* **Written exercise**: Restate each of the lines given below, word for word.

Data listing:
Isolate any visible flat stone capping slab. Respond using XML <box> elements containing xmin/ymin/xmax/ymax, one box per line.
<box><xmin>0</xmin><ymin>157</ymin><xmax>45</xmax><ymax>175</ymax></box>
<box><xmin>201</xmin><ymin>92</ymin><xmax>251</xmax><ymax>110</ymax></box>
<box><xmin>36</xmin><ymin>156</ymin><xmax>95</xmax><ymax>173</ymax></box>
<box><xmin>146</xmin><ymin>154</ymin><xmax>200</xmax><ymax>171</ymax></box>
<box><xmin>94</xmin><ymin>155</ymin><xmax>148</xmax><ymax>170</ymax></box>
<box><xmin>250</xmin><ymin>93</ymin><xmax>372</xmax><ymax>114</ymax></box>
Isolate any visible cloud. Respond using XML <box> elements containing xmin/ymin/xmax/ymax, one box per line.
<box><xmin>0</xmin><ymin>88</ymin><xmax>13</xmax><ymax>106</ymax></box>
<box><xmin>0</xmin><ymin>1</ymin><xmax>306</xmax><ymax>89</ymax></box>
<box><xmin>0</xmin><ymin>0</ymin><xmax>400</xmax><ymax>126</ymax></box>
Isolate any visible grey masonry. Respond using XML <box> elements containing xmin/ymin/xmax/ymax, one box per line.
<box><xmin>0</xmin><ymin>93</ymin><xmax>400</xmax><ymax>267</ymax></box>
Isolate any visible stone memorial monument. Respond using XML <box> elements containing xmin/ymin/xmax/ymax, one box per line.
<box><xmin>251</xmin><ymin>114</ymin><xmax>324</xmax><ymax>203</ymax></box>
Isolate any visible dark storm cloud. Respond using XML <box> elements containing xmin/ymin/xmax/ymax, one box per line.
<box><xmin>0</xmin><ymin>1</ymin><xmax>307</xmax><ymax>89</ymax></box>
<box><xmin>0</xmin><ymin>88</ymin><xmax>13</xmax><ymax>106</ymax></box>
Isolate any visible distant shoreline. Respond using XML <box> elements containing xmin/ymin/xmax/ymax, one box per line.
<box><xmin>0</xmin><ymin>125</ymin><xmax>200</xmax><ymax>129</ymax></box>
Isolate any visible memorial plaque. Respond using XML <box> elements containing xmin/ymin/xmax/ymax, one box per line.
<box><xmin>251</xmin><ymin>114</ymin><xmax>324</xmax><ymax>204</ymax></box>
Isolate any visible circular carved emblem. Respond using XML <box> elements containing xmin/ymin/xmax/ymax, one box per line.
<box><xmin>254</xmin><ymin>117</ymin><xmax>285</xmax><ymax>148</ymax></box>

* **Response to the task**:
Isolate any visible flat stone capping slab. Respond using XML <box> elements containing xmin/ymin/xmax/ymax, one box per line.
<box><xmin>0</xmin><ymin>157</ymin><xmax>45</xmax><ymax>175</ymax></box>
<box><xmin>201</xmin><ymin>92</ymin><xmax>251</xmax><ymax>110</ymax></box>
<box><xmin>36</xmin><ymin>156</ymin><xmax>95</xmax><ymax>173</ymax></box>
<box><xmin>146</xmin><ymin>154</ymin><xmax>200</xmax><ymax>171</ymax></box>
<box><xmin>94</xmin><ymin>155</ymin><xmax>148</xmax><ymax>170</ymax></box>
<box><xmin>250</xmin><ymin>93</ymin><xmax>372</xmax><ymax>114</ymax></box>
Isolate any visible cloud. Respond using XML <box> elements containing xmin/ymin/xmax/ymax, one box per line.
<box><xmin>0</xmin><ymin>88</ymin><xmax>13</xmax><ymax>106</ymax></box>
<box><xmin>0</xmin><ymin>1</ymin><xmax>306</xmax><ymax>89</ymax></box>
<box><xmin>0</xmin><ymin>0</ymin><xmax>400</xmax><ymax>126</ymax></box>
Isolate any visible grey masonry. Respond using XML <box> elements containing xmin/ymin/xmax/ymax, one box per line.
<box><xmin>0</xmin><ymin>93</ymin><xmax>400</xmax><ymax>267</ymax></box>
Isolate any visible stone memorial monument. Respond using XML <box> elements containing xmin/ymin/xmax/ymax, one box per line.
<box><xmin>251</xmin><ymin>114</ymin><xmax>324</xmax><ymax>203</ymax></box>
Isolate any visible dark storm cloud. Respond using XML <box> elements containing xmin/ymin/xmax/ymax, one box per line.
<box><xmin>0</xmin><ymin>1</ymin><xmax>307</xmax><ymax>89</ymax></box>
<box><xmin>0</xmin><ymin>88</ymin><xmax>13</xmax><ymax>106</ymax></box>
Isolate any visible distant shoreline. Respond using XML <box> elements containing xmin/ymin/xmax/ymax, one box per line.
<box><xmin>0</xmin><ymin>125</ymin><xmax>200</xmax><ymax>129</ymax></box>
Isolate any visible memorial plaque. Respond using XML <box> elements containing xmin/ymin/xmax/ymax, one box per line.
<box><xmin>251</xmin><ymin>114</ymin><xmax>324</xmax><ymax>204</ymax></box>
Isolate any visible circular carved emblem. Respond using XML <box> elements containing xmin/ymin/xmax/ymax, one box per line.
<box><xmin>254</xmin><ymin>117</ymin><xmax>285</xmax><ymax>148</ymax></box>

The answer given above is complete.